EXCERPT TO READ START

First, listen.
Today marks the 85th birthday of Toni Morrison and I would be remiss if I let it pass by without bringing attention to the prolific writer and the profound effect her writing has had on me over the years.
I read Song of Solomon when I was in high school. It was heavy. It was beautiful. Even as a thick-skulled teenager I knew I was holding a book that really meant something, even if, as I realized years later, I hardly understood what. The characters were beautiful, the story was so strange, so dark, tinged with a magical realism that I had grown to be a big fan of. I liked magic and sci-fi and fantasy, but there was something even cooler about a story that was just the slightest bit magic, almost as if you could blink and miss it. Or, like the magic required a double-take. As if to say, did that really just happen?
Milkman, Macon Dead, Pilate, Guitar, First Corinthians, Circe, all of these names burrowed deep into my memory and made their place, leaving an erie sort of presence. And when I picked up a fresh copy of the book a few years ago, they all flooded back to me in surprisingly emotional waves. I could compile a list pages and pages long of the quotes I’ve underlined between high school and now, little reactions in the margins. The lines that this woman has created over the span of her career, they are stunning. If you could put a line from a novel into a museum, you could dedicate an entire museum to Toni Morrison alone.
I followed my re-read of Song of Solomon with Sula and then Beloved, two novels I had (stupidly) never read before. It only deepened my love and appreciation for her writing. She’s able to paint a picture so vivid I forget what’s her story and what’s something I’ve seen with my own two eyes. I can visualize the sticky heat of Sweet Home, smell Sethe’s cooking, smell the perfumes of Sula upon her return to The Bottom, and feel the dust off the roads from all three.

EXCERPT TO READ END
DATASET RECORDS START

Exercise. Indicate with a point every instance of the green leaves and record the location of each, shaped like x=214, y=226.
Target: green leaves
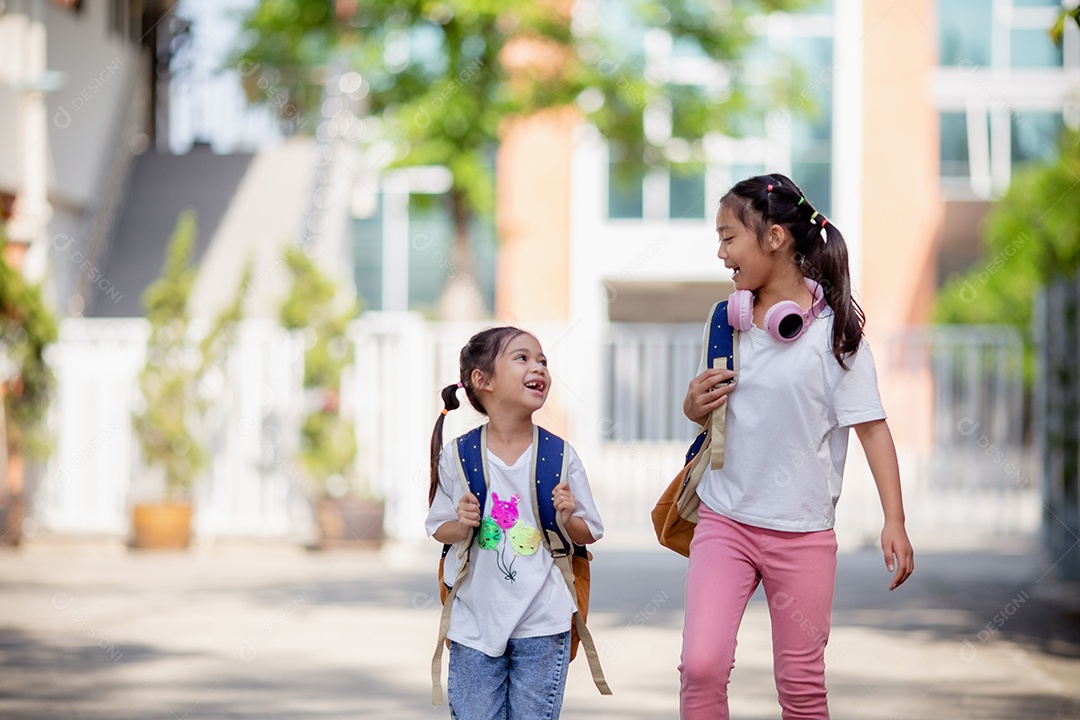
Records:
x=174, y=401
x=328, y=444
x=1031, y=238
x=27, y=328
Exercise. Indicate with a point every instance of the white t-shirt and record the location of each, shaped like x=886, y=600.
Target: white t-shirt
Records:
x=786, y=433
x=512, y=588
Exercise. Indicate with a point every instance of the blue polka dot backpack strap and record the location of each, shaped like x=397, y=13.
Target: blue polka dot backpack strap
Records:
x=675, y=514
x=550, y=462
x=470, y=454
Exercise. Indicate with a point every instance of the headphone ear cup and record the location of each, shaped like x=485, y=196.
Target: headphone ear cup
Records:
x=785, y=321
x=741, y=310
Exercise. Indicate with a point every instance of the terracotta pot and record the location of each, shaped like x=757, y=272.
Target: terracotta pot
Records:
x=161, y=526
x=350, y=524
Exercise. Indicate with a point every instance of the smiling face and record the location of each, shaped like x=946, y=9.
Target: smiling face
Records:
x=521, y=379
x=751, y=260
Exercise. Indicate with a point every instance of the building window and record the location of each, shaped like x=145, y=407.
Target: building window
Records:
x=367, y=257
x=954, y=145
x=964, y=28
x=639, y=191
x=1033, y=48
x=1036, y=136
x=687, y=190
x=625, y=195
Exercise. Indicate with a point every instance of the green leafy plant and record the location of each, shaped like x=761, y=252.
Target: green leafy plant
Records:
x=1030, y=238
x=27, y=328
x=441, y=80
x=328, y=445
x=171, y=381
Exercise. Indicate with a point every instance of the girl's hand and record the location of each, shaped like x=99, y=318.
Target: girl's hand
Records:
x=707, y=392
x=899, y=555
x=468, y=513
x=564, y=501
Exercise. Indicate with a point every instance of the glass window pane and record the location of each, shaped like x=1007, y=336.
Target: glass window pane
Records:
x=815, y=179
x=954, y=145
x=624, y=190
x=1034, y=49
x=687, y=194
x=367, y=257
x=1036, y=136
x=812, y=106
x=963, y=28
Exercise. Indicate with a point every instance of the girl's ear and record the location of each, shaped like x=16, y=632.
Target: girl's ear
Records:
x=775, y=236
x=477, y=380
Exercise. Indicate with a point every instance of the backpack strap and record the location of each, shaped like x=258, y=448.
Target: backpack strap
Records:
x=550, y=462
x=471, y=456
x=721, y=345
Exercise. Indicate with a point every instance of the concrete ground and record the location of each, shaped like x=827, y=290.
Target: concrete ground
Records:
x=246, y=630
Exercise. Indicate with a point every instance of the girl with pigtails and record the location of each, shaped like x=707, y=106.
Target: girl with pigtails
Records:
x=804, y=377
x=510, y=614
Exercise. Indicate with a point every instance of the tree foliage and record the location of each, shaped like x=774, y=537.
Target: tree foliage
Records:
x=441, y=78
x=175, y=399
x=327, y=440
x=1031, y=236
x=27, y=328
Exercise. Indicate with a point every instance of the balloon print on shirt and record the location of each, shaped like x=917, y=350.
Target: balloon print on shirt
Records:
x=502, y=531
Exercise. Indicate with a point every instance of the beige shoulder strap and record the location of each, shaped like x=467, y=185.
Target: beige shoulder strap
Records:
x=718, y=420
x=463, y=553
x=562, y=555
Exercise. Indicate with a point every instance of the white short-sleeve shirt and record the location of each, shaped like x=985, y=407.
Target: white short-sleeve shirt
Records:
x=786, y=432
x=513, y=588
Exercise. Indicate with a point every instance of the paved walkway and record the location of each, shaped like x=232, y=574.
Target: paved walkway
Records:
x=246, y=630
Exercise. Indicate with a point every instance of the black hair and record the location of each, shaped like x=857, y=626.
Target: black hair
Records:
x=480, y=353
x=767, y=200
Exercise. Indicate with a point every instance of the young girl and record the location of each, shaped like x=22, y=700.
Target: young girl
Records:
x=510, y=621
x=767, y=514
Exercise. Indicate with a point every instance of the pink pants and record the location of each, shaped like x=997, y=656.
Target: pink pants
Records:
x=798, y=572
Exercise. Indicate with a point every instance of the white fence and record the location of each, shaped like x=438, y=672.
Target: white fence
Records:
x=617, y=396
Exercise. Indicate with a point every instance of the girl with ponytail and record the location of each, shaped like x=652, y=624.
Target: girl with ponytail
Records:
x=806, y=376
x=509, y=628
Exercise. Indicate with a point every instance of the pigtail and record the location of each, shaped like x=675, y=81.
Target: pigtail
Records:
x=480, y=353
x=820, y=249
x=828, y=267
x=449, y=394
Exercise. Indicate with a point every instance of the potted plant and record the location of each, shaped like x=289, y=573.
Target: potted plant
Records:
x=27, y=384
x=348, y=513
x=174, y=401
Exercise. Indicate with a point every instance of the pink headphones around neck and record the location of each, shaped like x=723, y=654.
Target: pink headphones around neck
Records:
x=784, y=321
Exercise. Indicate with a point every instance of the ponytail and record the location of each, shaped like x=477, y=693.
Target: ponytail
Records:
x=449, y=394
x=829, y=269
x=480, y=353
x=820, y=249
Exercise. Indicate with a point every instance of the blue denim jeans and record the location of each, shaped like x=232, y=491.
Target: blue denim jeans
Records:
x=526, y=682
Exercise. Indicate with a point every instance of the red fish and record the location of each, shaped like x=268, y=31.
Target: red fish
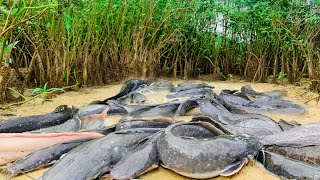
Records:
x=14, y=146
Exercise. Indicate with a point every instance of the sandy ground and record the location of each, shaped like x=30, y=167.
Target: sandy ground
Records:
x=82, y=97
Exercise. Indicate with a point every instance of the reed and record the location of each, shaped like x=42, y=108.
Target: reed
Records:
x=102, y=41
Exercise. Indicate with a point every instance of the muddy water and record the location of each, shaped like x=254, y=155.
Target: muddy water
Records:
x=251, y=171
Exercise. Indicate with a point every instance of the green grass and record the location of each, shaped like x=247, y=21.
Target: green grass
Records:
x=102, y=41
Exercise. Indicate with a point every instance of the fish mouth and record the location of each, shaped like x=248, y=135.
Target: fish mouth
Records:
x=177, y=130
x=206, y=175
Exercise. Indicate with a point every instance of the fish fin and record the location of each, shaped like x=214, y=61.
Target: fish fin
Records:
x=234, y=168
x=151, y=168
x=104, y=113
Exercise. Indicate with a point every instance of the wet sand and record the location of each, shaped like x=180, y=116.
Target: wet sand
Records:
x=251, y=171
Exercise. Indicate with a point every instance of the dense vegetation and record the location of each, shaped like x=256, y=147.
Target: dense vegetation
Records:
x=94, y=42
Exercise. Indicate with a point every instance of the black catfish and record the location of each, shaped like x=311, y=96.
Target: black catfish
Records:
x=288, y=168
x=91, y=160
x=129, y=86
x=201, y=155
x=43, y=157
x=29, y=123
x=145, y=157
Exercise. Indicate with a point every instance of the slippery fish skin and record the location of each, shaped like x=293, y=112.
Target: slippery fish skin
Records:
x=238, y=124
x=165, y=110
x=186, y=106
x=99, y=108
x=141, y=123
x=157, y=87
x=304, y=135
x=138, y=161
x=129, y=86
x=71, y=125
x=191, y=85
x=288, y=168
x=206, y=158
x=94, y=121
x=190, y=93
x=132, y=97
x=43, y=157
x=269, y=102
x=29, y=123
x=90, y=160
x=301, y=143
x=17, y=145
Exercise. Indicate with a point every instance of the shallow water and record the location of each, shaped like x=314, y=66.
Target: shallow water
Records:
x=84, y=96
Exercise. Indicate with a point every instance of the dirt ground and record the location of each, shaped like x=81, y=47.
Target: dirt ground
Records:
x=82, y=97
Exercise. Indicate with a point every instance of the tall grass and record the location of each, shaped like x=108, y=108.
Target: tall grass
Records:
x=101, y=41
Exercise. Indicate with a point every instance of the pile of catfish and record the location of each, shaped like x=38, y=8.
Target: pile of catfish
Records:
x=224, y=134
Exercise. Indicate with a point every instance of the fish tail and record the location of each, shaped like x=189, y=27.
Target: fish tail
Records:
x=104, y=113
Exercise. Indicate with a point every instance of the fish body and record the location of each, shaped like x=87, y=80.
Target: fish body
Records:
x=43, y=157
x=91, y=160
x=137, y=162
x=288, y=168
x=15, y=146
x=191, y=85
x=142, y=123
x=30, y=123
x=301, y=143
x=204, y=157
x=71, y=125
x=129, y=86
x=190, y=93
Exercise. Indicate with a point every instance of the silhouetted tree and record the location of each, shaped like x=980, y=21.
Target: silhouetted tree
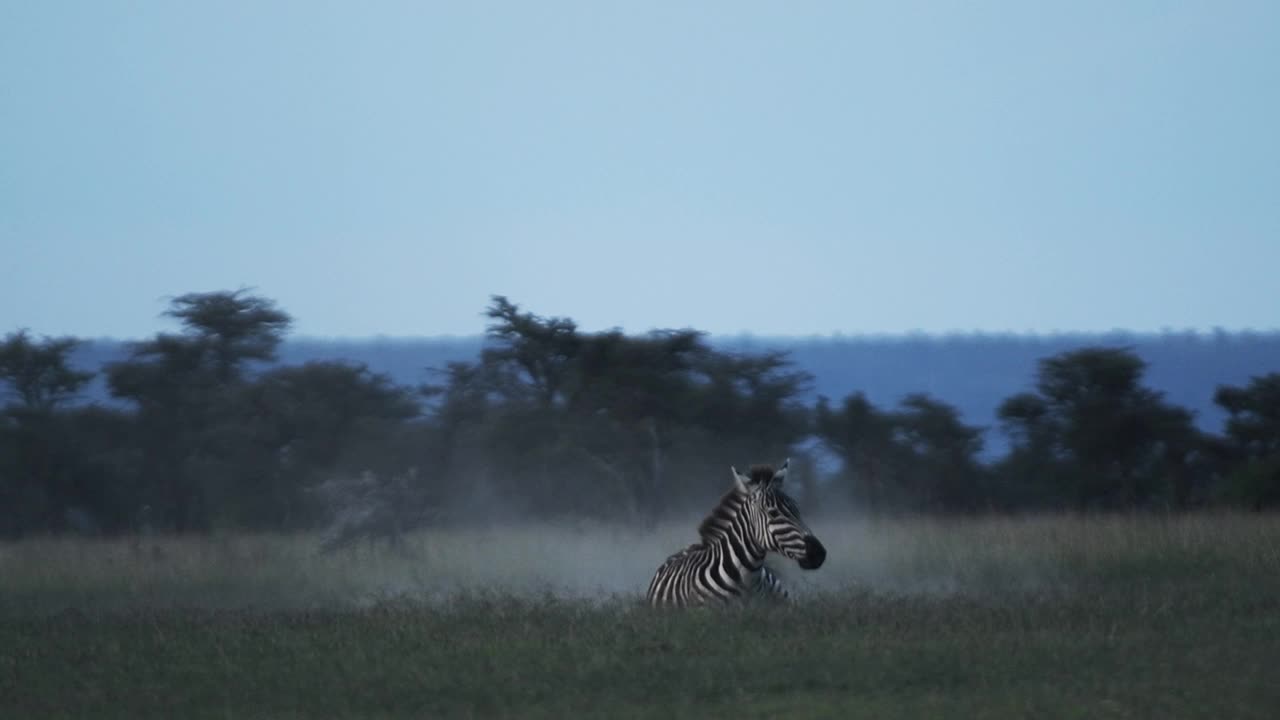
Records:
x=1252, y=443
x=186, y=390
x=1097, y=431
x=40, y=465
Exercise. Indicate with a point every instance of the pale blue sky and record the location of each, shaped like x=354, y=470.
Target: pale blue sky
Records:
x=782, y=168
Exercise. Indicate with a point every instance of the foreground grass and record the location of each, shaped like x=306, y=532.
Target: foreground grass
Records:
x=1051, y=618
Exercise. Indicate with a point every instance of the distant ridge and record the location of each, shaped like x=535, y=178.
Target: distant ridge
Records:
x=973, y=372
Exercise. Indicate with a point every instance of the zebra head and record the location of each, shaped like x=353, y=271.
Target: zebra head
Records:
x=773, y=518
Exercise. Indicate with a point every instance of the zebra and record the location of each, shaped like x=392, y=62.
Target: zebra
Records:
x=750, y=520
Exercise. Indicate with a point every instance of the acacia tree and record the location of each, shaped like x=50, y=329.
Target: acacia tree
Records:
x=608, y=423
x=920, y=456
x=184, y=386
x=1252, y=443
x=39, y=468
x=1093, y=427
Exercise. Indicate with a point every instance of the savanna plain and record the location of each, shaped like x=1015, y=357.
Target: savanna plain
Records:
x=1048, y=616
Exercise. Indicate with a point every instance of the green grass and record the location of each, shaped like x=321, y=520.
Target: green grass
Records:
x=1037, y=618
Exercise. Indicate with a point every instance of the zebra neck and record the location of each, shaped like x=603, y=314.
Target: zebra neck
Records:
x=739, y=548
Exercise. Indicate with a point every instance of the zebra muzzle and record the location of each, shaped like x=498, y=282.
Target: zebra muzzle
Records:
x=814, y=554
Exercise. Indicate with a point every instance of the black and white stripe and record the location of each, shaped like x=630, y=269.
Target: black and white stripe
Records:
x=753, y=519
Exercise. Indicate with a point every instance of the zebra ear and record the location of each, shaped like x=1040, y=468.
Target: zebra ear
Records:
x=781, y=474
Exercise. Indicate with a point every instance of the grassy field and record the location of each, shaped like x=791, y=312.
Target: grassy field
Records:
x=997, y=618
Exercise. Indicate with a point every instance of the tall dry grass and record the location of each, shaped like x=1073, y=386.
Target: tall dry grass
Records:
x=979, y=557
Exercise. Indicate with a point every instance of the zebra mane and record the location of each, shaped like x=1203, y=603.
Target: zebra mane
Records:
x=717, y=520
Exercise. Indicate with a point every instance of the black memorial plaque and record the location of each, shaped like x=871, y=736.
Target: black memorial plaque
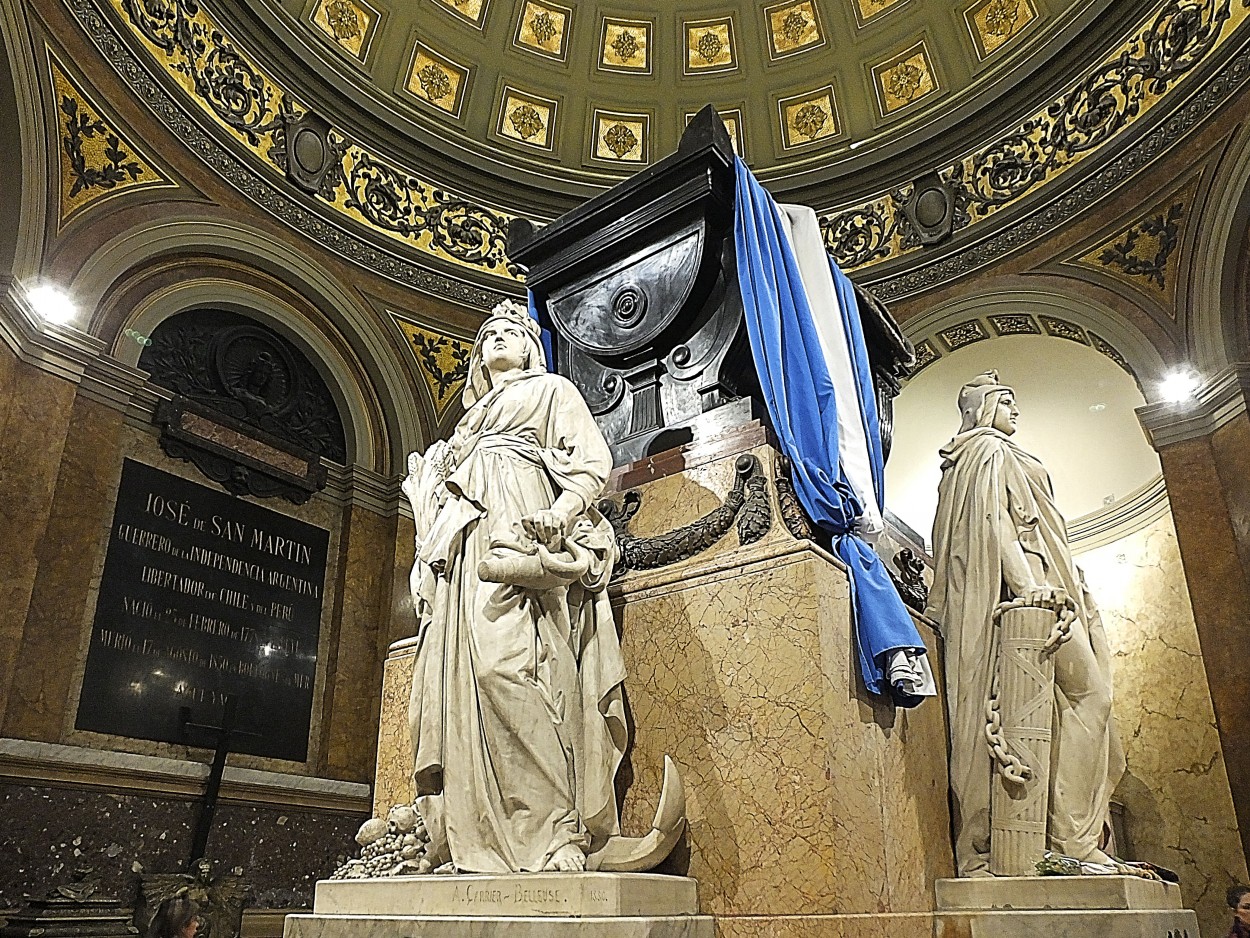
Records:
x=204, y=597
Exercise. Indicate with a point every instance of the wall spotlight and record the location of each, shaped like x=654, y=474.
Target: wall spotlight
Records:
x=53, y=304
x=1179, y=385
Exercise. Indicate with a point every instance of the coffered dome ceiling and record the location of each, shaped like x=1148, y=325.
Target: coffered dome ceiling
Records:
x=910, y=125
x=586, y=93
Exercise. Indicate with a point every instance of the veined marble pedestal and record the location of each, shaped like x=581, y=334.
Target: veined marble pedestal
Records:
x=1061, y=907
x=525, y=906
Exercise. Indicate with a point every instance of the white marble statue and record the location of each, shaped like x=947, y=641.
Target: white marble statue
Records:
x=516, y=709
x=998, y=535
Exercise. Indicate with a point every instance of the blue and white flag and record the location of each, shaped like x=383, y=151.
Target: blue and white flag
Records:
x=808, y=344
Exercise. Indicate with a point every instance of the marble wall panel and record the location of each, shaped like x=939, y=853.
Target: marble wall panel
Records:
x=49, y=832
x=85, y=490
x=1175, y=793
x=34, y=415
x=356, y=654
x=393, y=782
x=84, y=565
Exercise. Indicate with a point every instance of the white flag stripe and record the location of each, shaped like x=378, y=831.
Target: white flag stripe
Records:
x=803, y=230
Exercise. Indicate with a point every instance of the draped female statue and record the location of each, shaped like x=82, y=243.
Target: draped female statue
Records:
x=998, y=535
x=516, y=709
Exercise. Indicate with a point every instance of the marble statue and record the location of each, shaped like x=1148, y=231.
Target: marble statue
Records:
x=516, y=707
x=998, y=535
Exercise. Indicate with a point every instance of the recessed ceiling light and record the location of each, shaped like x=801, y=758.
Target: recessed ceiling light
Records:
x=1179, y=385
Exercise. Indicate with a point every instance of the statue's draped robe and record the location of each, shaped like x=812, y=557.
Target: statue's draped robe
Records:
x=986, y=477
x=516, y=709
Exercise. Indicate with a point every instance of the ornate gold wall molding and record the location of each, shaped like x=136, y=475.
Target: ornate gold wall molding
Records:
x=441, y=360
x=1090, y=118
x=96, y=161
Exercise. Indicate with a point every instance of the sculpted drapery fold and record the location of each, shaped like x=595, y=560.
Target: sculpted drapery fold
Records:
x=516, y=707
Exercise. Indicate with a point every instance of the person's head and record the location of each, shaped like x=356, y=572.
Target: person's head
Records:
x=508, y=340
x=175, y=918
x=1239, y=901
x=983, y=402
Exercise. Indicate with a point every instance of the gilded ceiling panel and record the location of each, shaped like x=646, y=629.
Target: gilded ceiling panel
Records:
x=438, y=80
x=544, y=29
x=991, y=23
x=793, y=28
x=620, y=138
x=866, y=9
x=709, y=46
x=350, y=24
x=526, y=118
x=95, y=160
x=905, y=79
x=808, y=116
x=626, y=45
x=733, y=120
x=471, y=10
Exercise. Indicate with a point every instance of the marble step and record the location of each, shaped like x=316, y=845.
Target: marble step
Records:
x=490, y=926
x=1056, y=893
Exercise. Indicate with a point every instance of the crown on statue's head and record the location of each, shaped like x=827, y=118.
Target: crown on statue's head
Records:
x=514, y=312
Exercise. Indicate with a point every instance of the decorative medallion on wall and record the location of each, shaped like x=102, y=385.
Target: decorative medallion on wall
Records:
x=993, y=23
x=471, y=10
x=903, y=80
x=438, y=80
x=1063, y=329
x=709, y=46
x=793, y=28
x=441, y=359
x=620, y=138
x=808, y=116
x=1000, y=324
x=544, y=29
x=95, y=160
x=733, y=120
x=349, y=24
x=625, y=46
x=249, y=393
x=961, y=334
x=866, y=10
x=528, y=119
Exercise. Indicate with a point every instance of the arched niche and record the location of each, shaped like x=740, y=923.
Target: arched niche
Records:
x=23, y=146
x=355, y=407
x=383, y=409
x=1076, y=392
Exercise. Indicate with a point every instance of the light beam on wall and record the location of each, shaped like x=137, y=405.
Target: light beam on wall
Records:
x=1179, y=385
x=53, y=304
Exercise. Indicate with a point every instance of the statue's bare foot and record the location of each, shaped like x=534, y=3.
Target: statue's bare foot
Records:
x=566, y=859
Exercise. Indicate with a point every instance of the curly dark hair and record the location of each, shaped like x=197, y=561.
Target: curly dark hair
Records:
x=173, y=917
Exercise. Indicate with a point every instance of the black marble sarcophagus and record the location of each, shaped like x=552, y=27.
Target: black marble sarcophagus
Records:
x=641, y=289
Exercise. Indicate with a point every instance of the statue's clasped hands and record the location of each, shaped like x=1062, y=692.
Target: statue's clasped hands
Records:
x=548, y=528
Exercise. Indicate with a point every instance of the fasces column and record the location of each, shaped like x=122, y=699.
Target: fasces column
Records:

DATASET RECORDS END

▶ [REQUIRED TASKS]
1 – Reproduce the passage of the Toni Morrison tribute that opens with the words containing "First, listen." and closes with "over the years.".
2 – Resume the Toni Morrison tribute, picking up directly after its final sentence.

▶ [ANSWERS BY ITEM NUMBER]
1 –
First, listen.
Today marks the 85th birthday of Toni Morrison and I would be remiss if I let it pass by without bringing attention to the prolific writer and the profound effect her writing has had on me over the years.

2 –
I think, in a way, she was able to make the black identity accessible to someone like me: a white girl living in New York who couldn’t know a thing about it firsthand. Yet reading Toni Morrison has always given me a rich understanding. A respect. An appreciation. She gave me a perspective other than my own, and, man, that’s so damn important.
I don’t mean to make this into a place where I’m constantly praising all my favorite writers but… it’s so easy. And they’re so amazing. And the reading that I’ve done in my life has formed me into the person that I am today, and the writing that I do. I want to end this with another quote from Toni and it’s nearly impossible to pick a favorite one. But she’s been able to develop such real and rich female characters and relationships that have always screamed from the pages to me. I never wanted to be Hagar, but I sort of liked Pilate’s vibe (lack of bellybutton, et al). And Sula and Nel’s friendship was so real. Ah, okay. I’m nerding out, aren’t I?
I’ll leave you with this:
“In a way, her strangeness, her naiveté, her craving for the other half of her equation was the consequence of an idle imagination. Had she paints, or clay, or knew the discipline of the dance, or strings, had she anything to engage her tremendous curiosity and her gift for metaphor, she might have exchanged the restlessness and preoccupation with whim for an activity that provided her with all she yearned for. And like an artist with no art form, she became dangerous.” Sula, Toni Morrison
(And, hey, if you’re sitting there and have never read Morrison, BORROW MY BOOKS IMMEDIATELY.)